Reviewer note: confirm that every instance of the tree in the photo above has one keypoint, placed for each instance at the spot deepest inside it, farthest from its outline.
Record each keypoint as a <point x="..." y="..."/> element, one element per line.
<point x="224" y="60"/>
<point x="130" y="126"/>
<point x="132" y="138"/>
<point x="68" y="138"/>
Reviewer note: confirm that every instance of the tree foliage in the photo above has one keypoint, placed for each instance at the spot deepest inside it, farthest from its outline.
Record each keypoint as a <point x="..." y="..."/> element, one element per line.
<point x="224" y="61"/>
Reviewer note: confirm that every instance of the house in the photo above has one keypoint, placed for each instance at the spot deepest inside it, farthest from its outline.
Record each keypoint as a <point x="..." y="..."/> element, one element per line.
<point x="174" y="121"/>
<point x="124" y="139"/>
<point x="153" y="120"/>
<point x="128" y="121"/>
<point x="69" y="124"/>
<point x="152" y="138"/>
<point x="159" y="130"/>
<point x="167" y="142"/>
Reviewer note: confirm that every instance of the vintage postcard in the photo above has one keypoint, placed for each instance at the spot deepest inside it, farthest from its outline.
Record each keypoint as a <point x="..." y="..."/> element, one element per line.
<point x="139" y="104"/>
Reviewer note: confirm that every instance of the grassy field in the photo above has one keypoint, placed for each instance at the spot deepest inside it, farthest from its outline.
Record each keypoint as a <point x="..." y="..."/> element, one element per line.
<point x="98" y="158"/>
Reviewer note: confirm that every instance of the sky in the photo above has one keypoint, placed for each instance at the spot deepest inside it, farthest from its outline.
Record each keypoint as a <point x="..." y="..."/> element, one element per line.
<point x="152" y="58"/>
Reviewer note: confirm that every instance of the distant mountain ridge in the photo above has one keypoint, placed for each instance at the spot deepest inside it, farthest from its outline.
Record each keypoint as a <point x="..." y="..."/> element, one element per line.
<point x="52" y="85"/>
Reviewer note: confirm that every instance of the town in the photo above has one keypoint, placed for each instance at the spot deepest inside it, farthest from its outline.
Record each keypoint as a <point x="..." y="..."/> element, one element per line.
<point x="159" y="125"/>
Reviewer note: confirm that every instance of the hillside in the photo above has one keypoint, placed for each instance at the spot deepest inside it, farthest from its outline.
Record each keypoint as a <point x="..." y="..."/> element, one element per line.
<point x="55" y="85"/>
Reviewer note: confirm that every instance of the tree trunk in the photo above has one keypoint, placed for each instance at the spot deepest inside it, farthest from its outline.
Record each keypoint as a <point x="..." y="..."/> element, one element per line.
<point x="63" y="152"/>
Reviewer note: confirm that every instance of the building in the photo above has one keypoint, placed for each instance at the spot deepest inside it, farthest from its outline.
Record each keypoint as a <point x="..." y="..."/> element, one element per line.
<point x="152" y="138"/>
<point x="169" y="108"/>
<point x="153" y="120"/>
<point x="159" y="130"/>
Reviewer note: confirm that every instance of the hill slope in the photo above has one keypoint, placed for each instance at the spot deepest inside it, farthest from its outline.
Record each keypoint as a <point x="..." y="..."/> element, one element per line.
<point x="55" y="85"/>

· · · ·

▶ Work order: For this exercise, set down all of the entries again word for word.

▶ Solution to this task:
Reviewer note: confirm that every instance of the tree in the photo above has one keypoint, placed for each instance at the spot deepest inside it, farthest from its outline.
Record each keypoint as a <point x="..." y="..."/> element, one element per line.
<point x="224" y="60"/>
<point x="130" y="126"/>
<point x="132" y="138"/>
<point x="68" y="138"/>
Reviewer note: confirm that every instance of the tree foliage in the photo above has one keypoint, placed for each instance at the spot deepest inside it, farthest from its outline.
Record each keypoint as a <point x="..." y="..."/> element, one element per line.
<point x="224" y="61"/>
Reviewer note: confirm that every instance of the house in the photo above has one keypoint, placed for each instance at the spot deepest inside it, farthest from its outline.
Record each keypoint as a <point x="..." y="..."/> element, one element per line.
<point x="174" y="121"/>
<point x="124" y="139"/>
<point x="153" y="120"/>
<point x="128" y="121"/>
<point x="69" y="124"/>
<point x="152" y="138"/>
<point x="159" y="130"/>
<point x="167" y="142"/>
Reviewer note: confirm that every instance of the vintage postcard in the photo above has one keypoint, placed for each instance at the spot deepest inside it, farthest from its outline.
Record each keypoint as a <point x="..." y="..."/> element, one element per line.
<point x="139" y="104"/>
Reviewer note: confirm that every instance of the grassy field in the photo above has one keypoint, placed for each instance at the spot deepest inside it, farthest from its outline.
Record each keypoint as a <point x="..." y="..."/> element, one element per line.
<point x="98" y="158"/>
Reviewer note: confirm that every instance of the sky in the photo above has one keypoint, placed for each instance at the spot deepest inside it, farthest from its outline.
Record each keypoint as a <point x="..." y="..."/> element, one element per line.
<point x="152" y="58"/>
Reviewer note: confirm that every instance of the distant mountain ridge in the photo above has one keypoint, placed for each instance at the spot deepest inside it, farthest from its outline.
Record each keypoint as a <point x="..." y="..."/> element, one element per line.
<point x="52" y="85"/>
Reviewer note: confirm that every instance of the town in the photo above has one keypoint, placed for each instance at the spot deepest inside it, farthest from its outline.
Record each keypoint as a <point x="..." y="..."/> element, one element per line.
<point x="159" y="125"/>
Reviewer note: confirm that every instance of the hillside in the photo above has one keypoint, placed for each instance at the spot deepest inside it, farthest from its outline.
Record each keypoint as a <point x="..." y="..."/> element, one element per line.
<point x="55" y="85"/>
Reviewer note: confirm that every instance of the tree trunk in the photo above has one keypoint, placed for each instance at the spot deepest inside it, farthest from its outline.
Record each keypoint as a <point x="..." y="..."/> element, one element per line.
<point x="63" y="152"/>
Reviewer note: confirm that every instance of the building in the photo above has one keypoint, placed for each instance at the spot deepest inside it, farthest from its outline.
Record each keypoint as a <point x="..." y="..."/> element, one element per line.
<point x="152" y="138"/>
<point x="169" y="108"/>
<point x="153" y="120"/>
<point x="159" y="130"/>
Reviewer note: confirm that every instance of the hill slope in the photo above has one keypoint, placed for each instance at the spot deepest inside it, farthest from its outline.
Record each keypoint as a <point x="..." y="..."/> element, one element per line.
<point x="55" y="85"/>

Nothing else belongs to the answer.